TASK INPUT:
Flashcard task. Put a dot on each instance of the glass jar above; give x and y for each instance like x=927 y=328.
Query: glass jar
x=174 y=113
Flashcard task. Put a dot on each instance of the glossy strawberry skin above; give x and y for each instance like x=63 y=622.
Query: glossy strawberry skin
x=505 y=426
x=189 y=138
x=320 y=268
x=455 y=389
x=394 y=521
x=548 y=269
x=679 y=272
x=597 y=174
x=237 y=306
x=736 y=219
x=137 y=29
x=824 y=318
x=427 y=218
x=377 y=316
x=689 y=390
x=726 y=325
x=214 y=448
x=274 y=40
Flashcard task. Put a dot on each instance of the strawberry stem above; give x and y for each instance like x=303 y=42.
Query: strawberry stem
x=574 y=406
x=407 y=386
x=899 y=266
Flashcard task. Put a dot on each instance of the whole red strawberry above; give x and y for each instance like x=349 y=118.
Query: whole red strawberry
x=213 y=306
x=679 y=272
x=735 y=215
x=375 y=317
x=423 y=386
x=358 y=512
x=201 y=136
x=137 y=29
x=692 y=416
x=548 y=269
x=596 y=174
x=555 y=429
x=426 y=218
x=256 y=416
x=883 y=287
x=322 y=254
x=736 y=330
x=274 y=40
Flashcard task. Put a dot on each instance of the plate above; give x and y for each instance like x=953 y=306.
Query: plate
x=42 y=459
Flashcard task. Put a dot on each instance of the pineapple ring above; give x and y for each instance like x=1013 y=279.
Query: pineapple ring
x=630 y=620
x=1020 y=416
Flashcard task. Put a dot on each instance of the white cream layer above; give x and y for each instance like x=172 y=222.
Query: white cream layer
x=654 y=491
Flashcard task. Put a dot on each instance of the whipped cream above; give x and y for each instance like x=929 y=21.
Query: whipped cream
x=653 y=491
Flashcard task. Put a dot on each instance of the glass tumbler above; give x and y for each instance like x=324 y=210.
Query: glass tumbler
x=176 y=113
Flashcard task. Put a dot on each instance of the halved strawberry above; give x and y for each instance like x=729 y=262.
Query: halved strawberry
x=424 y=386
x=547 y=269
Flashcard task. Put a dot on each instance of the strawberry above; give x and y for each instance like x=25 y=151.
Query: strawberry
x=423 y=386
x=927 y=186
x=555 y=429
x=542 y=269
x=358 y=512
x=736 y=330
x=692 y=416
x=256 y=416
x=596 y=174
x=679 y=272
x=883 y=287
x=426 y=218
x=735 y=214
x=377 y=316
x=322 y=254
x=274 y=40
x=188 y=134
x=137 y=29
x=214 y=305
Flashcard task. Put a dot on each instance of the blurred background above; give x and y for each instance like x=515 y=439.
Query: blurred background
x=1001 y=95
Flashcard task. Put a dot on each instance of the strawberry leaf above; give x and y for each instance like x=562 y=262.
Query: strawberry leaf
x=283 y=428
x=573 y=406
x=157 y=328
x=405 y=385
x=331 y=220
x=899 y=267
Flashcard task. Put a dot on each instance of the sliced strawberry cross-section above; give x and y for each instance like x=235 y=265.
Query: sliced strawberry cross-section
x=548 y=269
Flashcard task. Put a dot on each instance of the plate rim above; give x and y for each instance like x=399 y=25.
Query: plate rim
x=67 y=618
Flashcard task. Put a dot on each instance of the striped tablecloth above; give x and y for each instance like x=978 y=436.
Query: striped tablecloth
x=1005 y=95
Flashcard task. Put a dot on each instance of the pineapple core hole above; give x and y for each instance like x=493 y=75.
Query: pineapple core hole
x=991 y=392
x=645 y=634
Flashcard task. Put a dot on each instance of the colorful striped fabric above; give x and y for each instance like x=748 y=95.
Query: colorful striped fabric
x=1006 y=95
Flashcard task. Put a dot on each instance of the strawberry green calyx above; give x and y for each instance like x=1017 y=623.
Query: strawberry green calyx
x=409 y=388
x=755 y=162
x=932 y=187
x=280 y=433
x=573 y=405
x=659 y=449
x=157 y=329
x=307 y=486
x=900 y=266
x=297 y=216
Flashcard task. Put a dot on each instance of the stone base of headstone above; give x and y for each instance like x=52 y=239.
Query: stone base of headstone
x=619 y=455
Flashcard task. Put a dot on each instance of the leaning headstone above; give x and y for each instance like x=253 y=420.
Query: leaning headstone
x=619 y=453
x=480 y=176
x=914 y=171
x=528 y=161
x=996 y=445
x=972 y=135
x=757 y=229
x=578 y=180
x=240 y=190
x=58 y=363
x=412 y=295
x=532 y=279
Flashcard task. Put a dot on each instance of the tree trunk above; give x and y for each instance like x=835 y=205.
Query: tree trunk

EXERCISE DIRECTIONS: Please copy, exactly as written, every line in the listing above from the line with "like x=25 y=151." up to and including the line with "like x=562 y=262.".

RESPONSE TO THIS TASK:
Flashcard task. Put a dot on each instance of the strawberry above; give x and y for each instance like x=25 y=151.
Query: strawberry
x=423 y=386
x=927 y=186
x=555 y=429
x=542 y=269
x=358 y=512
x=736 y=330
x=692 y=416
x=256 y=416
x=596 y=174
x=679 y=272
x=883 y=287
x=426 y=218
x=735 y=214
x=377 y=316
x=322 y=254
x=274 y=40
x=188 y=134
x=137 y=29
x=214 y=305
Flashcard task. Put a dot on each instance of the blurred background above; give x and y for each instance like x=515 y=439.
Query: blurred background
x=1001 y=95
Flashcard task. Put a dot on each instance of the strawberry leaf above; give x and y for each instance like x=562 y=262.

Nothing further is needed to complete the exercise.